> _Supplied passage_
........
# Questions about adoption



## DuckyBlue

Hello!

My partner, D, and I are considering adoption. It's something we have talked about for a very long time, and we'd both said even if we had biological children we'd still like to adopt. Before the lock down we had spoken to our local social services department, who said they'd send someone out to see us but then the lock down happened so that was postponed, which in a way was good as D's mother is very firmly against adoption. I'm not exactly sure why, other than she seems to think that any child we adopted wouldn't be family. Biological grandchildren seems to be very important to her! Needless to say we don't speak to her very often - which is D's choice. I have a few questions, however, about adoption. We plan to ask social services more questions, but was hoping some of our questions might be able to be answered by people with some experience with adoption. We're in the UK if that makes a difference.


D and I aren't married, and have no plans to get married. We have, however, been together for a long time - since we were 12 and we're both in our 30's now. Today is actually our anniversary :cloud9: Anyway, will this make a difference on adoption?
........
> _Information shown_
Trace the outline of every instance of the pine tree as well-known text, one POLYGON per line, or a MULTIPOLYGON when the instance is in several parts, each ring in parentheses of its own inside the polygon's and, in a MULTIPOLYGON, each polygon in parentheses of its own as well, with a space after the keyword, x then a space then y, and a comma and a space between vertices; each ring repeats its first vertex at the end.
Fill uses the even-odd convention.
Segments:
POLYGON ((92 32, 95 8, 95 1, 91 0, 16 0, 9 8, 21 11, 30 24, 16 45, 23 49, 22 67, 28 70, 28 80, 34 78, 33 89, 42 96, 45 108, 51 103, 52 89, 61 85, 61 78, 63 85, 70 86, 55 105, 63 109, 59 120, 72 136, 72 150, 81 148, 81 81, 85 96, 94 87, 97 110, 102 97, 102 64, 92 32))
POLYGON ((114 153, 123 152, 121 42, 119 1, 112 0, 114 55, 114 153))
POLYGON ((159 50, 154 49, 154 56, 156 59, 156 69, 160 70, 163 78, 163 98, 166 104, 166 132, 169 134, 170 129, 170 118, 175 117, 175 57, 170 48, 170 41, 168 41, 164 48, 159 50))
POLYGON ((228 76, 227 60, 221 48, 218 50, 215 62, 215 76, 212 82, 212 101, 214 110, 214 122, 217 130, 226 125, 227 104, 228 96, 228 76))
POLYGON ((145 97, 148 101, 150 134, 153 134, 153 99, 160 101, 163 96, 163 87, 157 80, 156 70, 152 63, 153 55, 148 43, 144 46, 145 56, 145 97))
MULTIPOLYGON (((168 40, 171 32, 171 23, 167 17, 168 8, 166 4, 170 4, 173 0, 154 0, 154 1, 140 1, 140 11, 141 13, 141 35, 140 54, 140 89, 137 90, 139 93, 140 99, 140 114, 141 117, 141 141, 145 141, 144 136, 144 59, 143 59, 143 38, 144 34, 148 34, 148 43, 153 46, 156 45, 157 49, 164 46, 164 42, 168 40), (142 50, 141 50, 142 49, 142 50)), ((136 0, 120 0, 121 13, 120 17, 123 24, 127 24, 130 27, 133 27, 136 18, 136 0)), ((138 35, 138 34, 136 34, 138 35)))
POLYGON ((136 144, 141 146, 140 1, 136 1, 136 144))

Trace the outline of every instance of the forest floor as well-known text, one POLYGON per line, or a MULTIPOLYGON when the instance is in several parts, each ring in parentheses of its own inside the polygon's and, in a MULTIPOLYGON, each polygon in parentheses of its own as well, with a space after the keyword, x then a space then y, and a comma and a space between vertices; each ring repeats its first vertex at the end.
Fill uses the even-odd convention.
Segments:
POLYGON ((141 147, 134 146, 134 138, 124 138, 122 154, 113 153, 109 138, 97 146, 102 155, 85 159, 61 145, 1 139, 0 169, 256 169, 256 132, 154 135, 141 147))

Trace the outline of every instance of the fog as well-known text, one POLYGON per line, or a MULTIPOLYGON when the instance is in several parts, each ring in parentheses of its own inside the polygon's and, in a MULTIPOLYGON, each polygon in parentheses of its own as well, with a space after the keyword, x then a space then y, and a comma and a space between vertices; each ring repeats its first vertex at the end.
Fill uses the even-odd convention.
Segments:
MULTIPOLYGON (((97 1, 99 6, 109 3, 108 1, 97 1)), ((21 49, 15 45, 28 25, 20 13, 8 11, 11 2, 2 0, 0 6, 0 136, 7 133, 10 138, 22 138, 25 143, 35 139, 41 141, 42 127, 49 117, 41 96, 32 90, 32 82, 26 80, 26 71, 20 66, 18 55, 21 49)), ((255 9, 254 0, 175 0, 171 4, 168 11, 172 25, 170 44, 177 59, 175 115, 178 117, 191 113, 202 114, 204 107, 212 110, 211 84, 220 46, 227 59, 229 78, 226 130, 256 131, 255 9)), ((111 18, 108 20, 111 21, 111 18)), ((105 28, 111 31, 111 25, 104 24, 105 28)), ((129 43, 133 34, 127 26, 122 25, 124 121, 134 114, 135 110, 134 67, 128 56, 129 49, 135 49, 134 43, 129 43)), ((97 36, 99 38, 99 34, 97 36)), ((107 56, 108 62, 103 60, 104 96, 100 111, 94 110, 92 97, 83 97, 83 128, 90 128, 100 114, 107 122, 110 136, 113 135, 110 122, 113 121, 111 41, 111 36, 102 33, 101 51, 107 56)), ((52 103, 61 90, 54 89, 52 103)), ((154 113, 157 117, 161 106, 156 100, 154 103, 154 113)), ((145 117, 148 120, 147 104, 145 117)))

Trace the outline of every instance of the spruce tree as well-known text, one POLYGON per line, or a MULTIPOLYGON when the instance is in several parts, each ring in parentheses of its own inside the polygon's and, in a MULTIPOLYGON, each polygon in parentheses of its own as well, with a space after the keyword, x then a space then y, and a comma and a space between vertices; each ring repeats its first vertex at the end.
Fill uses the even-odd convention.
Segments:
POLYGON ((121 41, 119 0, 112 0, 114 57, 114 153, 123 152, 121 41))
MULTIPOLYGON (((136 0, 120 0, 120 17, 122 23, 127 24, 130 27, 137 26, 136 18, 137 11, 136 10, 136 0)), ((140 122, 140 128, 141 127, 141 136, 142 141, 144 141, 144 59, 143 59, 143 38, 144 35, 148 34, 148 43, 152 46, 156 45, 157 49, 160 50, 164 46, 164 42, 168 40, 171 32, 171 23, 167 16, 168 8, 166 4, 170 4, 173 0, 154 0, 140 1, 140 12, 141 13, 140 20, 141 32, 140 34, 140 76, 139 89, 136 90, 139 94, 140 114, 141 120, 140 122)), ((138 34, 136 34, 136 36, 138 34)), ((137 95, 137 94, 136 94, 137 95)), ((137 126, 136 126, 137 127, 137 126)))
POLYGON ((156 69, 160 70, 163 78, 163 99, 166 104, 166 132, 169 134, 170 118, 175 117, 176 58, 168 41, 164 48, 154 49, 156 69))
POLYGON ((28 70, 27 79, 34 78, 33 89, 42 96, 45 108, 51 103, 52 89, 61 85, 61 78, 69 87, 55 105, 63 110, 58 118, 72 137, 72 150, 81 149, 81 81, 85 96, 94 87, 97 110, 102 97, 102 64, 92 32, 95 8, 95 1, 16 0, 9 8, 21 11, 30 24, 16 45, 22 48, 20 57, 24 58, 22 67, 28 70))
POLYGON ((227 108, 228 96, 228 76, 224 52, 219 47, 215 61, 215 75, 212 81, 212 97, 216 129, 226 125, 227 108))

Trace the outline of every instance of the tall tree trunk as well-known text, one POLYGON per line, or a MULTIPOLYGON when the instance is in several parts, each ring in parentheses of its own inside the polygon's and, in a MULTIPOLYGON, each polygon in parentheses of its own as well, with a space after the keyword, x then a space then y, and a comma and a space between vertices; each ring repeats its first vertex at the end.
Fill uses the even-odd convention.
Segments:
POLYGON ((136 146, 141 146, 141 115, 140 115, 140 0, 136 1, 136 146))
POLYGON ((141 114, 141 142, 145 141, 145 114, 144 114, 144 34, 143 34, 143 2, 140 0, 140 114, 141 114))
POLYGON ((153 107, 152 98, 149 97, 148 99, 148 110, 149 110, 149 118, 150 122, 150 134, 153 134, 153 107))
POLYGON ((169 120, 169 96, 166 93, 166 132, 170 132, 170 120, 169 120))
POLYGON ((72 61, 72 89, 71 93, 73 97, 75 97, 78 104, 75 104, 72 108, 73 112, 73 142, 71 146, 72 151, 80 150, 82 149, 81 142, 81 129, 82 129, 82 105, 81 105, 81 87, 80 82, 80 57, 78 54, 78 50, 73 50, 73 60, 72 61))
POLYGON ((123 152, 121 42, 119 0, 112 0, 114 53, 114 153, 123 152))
........
> _What this exercise asks_
a) In the adoption post, how long has the writer been with D?
b) Decide whether each statement agrees with the adoption post, answering yes or no and quoting the words of the post that settle it: (i) The couple lives in the UK. (ii) D's mother supports the idea of adoption. (iii) The couple intends to marry.
c) Pick up the adoption post after its last sentence and continue it.
The material comes from a separate source and is unrelated to the adoption post.

> _Expected results_
a) Since they were both 12, and both are now in their 30s.

b)
(i) Yes: "We're in the UK if that makes a difference."
(ii) No: "D's mother is very firmly against adoption."
(iii) No: "D and I aren't married, and have no plans to get married."

c)
We're a mixed race couple. Will this make it harder for us to adopt? I think what I mean is some social services say that children should only be placed with parents who have the same ethnic background as them, in order for the child to "look like their parents". D and I do not mind what ethnicity any children we adopted are! D said that he wondered if it meant we'd be waiting longer to be matched to a child, but I wanted to clarify this?
Age - Is there a cut off age for adopting babies? We'd happily consider an older child, but would like to adopt a baby if we can. We would also consider a sibling group

Does anyone have any experience with international adoption? D and I have talked at some length about international adoption, but having never known anyone who has personally gone through that process we're not really sure about it. How does the process work?
Is there anything we should know before looking further into this process?
Thank you!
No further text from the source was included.